### Problem description
Each line that follows is to be retyped exactly.

===== Records provided

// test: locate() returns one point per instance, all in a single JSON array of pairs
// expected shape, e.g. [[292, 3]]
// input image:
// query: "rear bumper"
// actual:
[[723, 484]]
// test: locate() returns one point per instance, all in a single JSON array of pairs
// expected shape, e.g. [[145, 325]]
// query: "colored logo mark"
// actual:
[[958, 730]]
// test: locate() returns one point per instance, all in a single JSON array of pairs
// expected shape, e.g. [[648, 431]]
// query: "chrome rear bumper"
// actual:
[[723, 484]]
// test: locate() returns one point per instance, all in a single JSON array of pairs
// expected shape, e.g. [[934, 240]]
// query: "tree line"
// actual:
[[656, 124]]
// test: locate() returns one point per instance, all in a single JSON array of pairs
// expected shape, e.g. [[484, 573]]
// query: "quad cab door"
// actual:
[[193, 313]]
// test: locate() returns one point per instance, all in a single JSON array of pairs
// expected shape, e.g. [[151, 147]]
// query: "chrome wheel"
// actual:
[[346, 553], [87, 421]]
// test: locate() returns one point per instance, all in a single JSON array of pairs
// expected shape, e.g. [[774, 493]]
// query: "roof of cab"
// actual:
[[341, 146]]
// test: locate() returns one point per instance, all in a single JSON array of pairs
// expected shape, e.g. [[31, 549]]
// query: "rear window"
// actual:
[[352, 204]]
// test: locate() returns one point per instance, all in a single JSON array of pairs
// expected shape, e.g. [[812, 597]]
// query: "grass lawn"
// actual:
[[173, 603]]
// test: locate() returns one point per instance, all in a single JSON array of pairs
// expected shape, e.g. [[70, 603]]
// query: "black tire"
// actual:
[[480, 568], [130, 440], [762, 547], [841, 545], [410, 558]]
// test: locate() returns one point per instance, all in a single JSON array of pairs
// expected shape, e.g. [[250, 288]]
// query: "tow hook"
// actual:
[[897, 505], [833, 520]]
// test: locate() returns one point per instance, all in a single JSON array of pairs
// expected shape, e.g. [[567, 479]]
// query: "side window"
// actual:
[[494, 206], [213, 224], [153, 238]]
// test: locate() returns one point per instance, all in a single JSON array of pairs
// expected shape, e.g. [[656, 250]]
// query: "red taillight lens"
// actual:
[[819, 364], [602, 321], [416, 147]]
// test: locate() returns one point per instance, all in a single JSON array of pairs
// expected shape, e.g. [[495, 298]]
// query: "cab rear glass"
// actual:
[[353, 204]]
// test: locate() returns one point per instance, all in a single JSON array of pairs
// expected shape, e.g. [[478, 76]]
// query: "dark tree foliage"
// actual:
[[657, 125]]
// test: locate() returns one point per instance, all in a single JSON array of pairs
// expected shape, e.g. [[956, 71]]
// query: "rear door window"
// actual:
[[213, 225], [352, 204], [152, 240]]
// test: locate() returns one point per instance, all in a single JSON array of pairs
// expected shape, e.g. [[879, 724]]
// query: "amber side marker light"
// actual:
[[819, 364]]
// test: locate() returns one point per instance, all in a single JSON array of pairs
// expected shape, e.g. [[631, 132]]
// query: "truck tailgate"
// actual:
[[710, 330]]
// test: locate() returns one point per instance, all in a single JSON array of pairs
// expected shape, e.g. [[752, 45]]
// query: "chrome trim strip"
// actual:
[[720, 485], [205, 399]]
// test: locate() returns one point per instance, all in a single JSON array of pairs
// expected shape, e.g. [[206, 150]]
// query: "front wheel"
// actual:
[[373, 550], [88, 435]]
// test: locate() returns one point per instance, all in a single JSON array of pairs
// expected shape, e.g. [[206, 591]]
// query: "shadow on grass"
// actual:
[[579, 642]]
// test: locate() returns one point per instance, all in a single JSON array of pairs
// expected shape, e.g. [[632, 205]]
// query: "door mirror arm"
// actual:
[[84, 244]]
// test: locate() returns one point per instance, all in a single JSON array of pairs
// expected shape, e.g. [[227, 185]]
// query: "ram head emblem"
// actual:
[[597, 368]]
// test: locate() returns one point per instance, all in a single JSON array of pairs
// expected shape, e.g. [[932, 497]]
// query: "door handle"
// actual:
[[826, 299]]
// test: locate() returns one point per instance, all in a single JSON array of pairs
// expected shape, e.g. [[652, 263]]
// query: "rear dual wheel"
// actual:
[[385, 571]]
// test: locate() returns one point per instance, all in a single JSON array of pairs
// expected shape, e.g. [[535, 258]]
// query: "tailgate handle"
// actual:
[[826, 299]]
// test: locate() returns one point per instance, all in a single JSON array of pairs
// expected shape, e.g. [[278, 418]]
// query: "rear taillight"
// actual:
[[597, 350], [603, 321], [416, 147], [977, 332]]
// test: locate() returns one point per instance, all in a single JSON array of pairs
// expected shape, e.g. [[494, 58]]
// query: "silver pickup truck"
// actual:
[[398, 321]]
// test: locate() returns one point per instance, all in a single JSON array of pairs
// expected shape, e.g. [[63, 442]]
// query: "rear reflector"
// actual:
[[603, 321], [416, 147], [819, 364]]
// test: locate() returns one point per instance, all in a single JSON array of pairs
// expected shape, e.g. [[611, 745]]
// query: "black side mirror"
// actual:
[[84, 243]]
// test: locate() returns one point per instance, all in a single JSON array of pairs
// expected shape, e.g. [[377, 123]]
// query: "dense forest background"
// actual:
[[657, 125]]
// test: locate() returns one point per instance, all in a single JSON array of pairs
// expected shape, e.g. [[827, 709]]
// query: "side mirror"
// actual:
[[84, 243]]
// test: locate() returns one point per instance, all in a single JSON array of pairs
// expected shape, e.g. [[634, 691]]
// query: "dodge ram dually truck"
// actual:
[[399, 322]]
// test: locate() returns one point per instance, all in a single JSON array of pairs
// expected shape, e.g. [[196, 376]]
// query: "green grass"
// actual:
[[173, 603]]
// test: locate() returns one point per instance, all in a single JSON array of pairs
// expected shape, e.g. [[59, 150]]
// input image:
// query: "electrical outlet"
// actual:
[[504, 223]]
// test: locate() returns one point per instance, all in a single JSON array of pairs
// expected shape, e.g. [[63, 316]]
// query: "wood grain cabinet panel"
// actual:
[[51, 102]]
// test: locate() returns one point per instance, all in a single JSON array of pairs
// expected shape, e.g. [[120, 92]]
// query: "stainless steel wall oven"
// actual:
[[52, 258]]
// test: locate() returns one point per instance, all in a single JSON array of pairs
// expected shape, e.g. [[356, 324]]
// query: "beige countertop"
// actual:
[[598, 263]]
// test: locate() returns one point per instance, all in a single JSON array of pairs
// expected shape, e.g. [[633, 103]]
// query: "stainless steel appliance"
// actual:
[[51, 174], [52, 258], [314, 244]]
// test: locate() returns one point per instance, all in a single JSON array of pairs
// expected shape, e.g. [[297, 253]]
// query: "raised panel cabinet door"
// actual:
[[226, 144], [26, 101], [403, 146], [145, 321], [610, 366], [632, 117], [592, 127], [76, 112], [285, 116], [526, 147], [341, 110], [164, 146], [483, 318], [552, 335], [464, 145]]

==========

### Result of the exercise
// test: locate() returns one point per instance, all in a single JSON array of pairs
// expected shape, e.g. [[292, 3]]
// input image:
// query: "rear bumper"
// actual:
[[723, 484]]
// test: locate() returns one point per instance, all in a single JSON array of pairs
// expected shape, e.g. [[145, 325]]
// query: "colored logo mark"
// actual:
[[958, 730]]
// test: locate() returns one point per instance, all in a single JSON array of pairs
// expected shape, e.g. [[648, 431]]
// query: "chrome rear bumper"
// actual:
[[723, 484]]
// test: locate() returns one point per instance, all in a single JSON array of pairs
// expected shape, e.g. [[934, 240]]
// query: "tree line"
// actual:
[[656, 124]]
// test: locate() returns one point per instance, all in a single JSON array of pairs
// expected shape, e.g. [[484, 573]]
// query: "quad cab door"
// actual:
[[193, 313]]
// test: locate() returns one point per instance, all in a single JSON array of pairs
// expected shape, e.g. [[151, 147]]
// query: "chrome wheel"
// actual:
[[346, 553], [87, 421]]
// test: locate() returns one point per instance, all in a single JSON array of pairs
// expected shape, e.g. [[774, 493]]
// query: "roof of cab"
// actual:
[[341, 146]]
// test: locate() returns one point per instance, all in a single JSON array of pairs
// expected shape, e.g. [[31, 549]]
// query: "rear window"
// actual:
[[352, 204]]
// test: locate() returns one point per instance, all in a single JSON array of pairs
// expected shape, e.g. [[812, 597]]
// query: "grass lawn"
// actual:
[[173, 603]]
// test: locate() returns one point per instance, all in a single JSON array of pairs
// expected shape, e.g. [[70, 603]]
// query: "black tire"
// actual:
[[480, 568], [130, 440], [762, 547], [841, 545], [410, 558]]
// test: locate() returns one point per instance, all in a single JSON array of pairs
// expected shape, e.g. [[250, 288]]
// query: "tow hook"
// actual:
[[897, 505], [833, 520]]
// test: locate() returns one point per instance, all in a single JSON array of pairs
// expected shape, e.g. [[567, 479]]
// query: "side window"
// actual:
[[494, 206], [213, 224], [153, 238]]
// test: locate() returns one point per instance, all in a single JSON array of pairs
// expected shape, e.g. [[656, 250]]
// query: "red taillight lens"
// actual:
[[819, 364], [602, 321], [416, 147]]
// test: locate() returns one point per instance, all in a single JSON array of pairs
// expected shape, e.g. [[495, 298]]
// query: "cab rear glass"
// actual:
[[353, 204]]
// test: locate() returns one point per instance, all in a single JSON array of pairs
// expected shape, e.g. [[478, 76]]
// query: "dark tree foliage"
// actual:
[[657, 125]]
// test: locate() returns one point per instance, all in a single JSON array of pairs
// expected shape, e.g. [[956, 71]]
// query: "rear door window"
// actual:
[[213, 225], [352, 204], [152, 240]]
// test: locate() returns one point per instance, all in a single JSON array of pairs
// expected shape, e.g. [[879, 724]]
// query: "amber side marker light"
// actual:
[[819, 364]]
// test: locate() returns one point per instance, all in a single JSON array of pairs
// expected shape, e.g. [[631, 132]]
// query: "truck tailgate"
// actual:
[[710, 330]]
// test: locate() returns one point per instance, all in a single JSON array of pairs
// expected shape, e.g. [[752, 45]]
// query: "chrome trim strip"
// actual:
[[720, 485], [205, 399]]
// test: locate() returns one point per instance, all in a single JSON array of pairs
// expected shape, e.g. [[206, 150]]
// query: "front wheel"
// actual:
[[373, 550], [88, 435]]
// test: locate() returns one point per instance, all in a single JSON array of pairs
// expected shape, e.g. [[206, 591]]
// query: "shadow on grass"
// actual:
[[579, 642]]
// test: locate() returns one point per instance, all in a single JSON array of pairs
// expected shape, e.g. [[632, 205]]
// query: "door mirror arm"
// actual:
[[84, 244]]
// test: locate() returns one point per instance, all in a single JSON array of pairs
// expected shape, e.g. [[227, 185]]
// query: "ram head emblem"
// actual:
[[597, 368]]
// test: locate() returns one point per instance, all in a single JSON array of pairs
// expected shape, e.g. [[932, 497]]
// query: "door handle"
// actual:
[[826, 299]]
// test: locate() returns one point per instance, all in a single JSON array of pairs
// expected shape, e.g. [[652, 263]]
// query: "rear dual wheel"
// actual:
[[385, 571]]
// test: locate() returns one point per instance, all in a single JSON array of pairs
// expected shape, e.g. [[535, 258]]
// query: "tailgate handle"
// actual:
[[826, 299]]
// test: locate() returns one point per instance, all in a single JSON array of pairs
// expected shape, e.g. [[278, 418]]
// query: "rear taillight"
// actual:
[[597, 350], [603, 321], [416, 147], [977, 332]]
// test: locate() returns one point per instance, all in a single JSON array of pairs
// expected shape, e.g. [[494, 58]]
// query: "silver pickup truck"
// actual:
[[398, 321]]
// test: locate() returns one point per instance, all in a single JSON array of pairs
// expected shape, e.g. [[63, 442]]
// query: "rear reflector"
// actual:
[[603, 321], [416, 147], [819, 364]]
// test: locate() returns one point per instance, all in a single JSON array of pairs
// expected shape, e.g. [[611, 745]]
// query: "black side mirror"
// actual:
[[84, 243]]
// test: locate() returns one point per instance, all in a single JSON array of pairs
// expected shape, e.g. [[377, 123]]
// query: "dense forest background"
// actual:
[[657, 125]]
// test: locate() returns one point per instance, all in a single JSON array of pairs
// expected shape, e.g. [[827, 709]]
// query: "side mirror"
// actual:
[[84, 243]]
// test: locate() returns one point per instance, all in a single JSON array of pairs
// expected shape, e.g. [[634, 691]]
// query: "dodge ram dually truck"
// actual:
[[399, 322]]
// test: locate() returns one point per instance, all in a single JSON array of pairs
// expected shape, e.g. [[196, 376]]
// query: "green grass"
// actual:
[[173, 603]]
// test: locate() returns one point per instance, all in a single JSON array of pairs
// expected shape, e.g. [[59, 150]]
// input image:
// query: "electrical outlet"
// actual:
[[504, 223]]
// test: locate() returns one point per instance, all in a single JSON array of pairs
// expected shape, e.g. [[63, 316]]
// query: "wood grain cabinet panel"
// actual:
[[51, 102]]
// test: locate() returns one point per instance, all in a single JSON array of pairs
// expected shape, e.g. [[120, 92]]
// query: "stainless steel wall oven"
// actual:
[[52, 258]]
// test: locate() returns one point per instance, all in a single JSON array of pairs
// expected shape, e.g. [[356, 324]]
// query: "beige countertop"
// actual:
[[598, 263]]
// test: locate() returns one point per instance, all in a single JSON array of pairs
// expected shape, e.g. [[633, 103]]
// query: "stainless steel appliance"
// actual:
[[51, 174], [52, 258], [314, 244]]
// test: locate() returns one point per instance, all in a single JSON array of pairs
// expected shape, e.g. [[297, 253]]
// query: "raised panel cabinet door"
// actual:
[[226, 144], [26, 101], [403, 146], [145, 321], [610, 366], [632, 117], [592, 127], [76, 112], [285, 116], [526, 147], [341, 110], [164, 146], [483, 318], [552, 335], [464, 145]]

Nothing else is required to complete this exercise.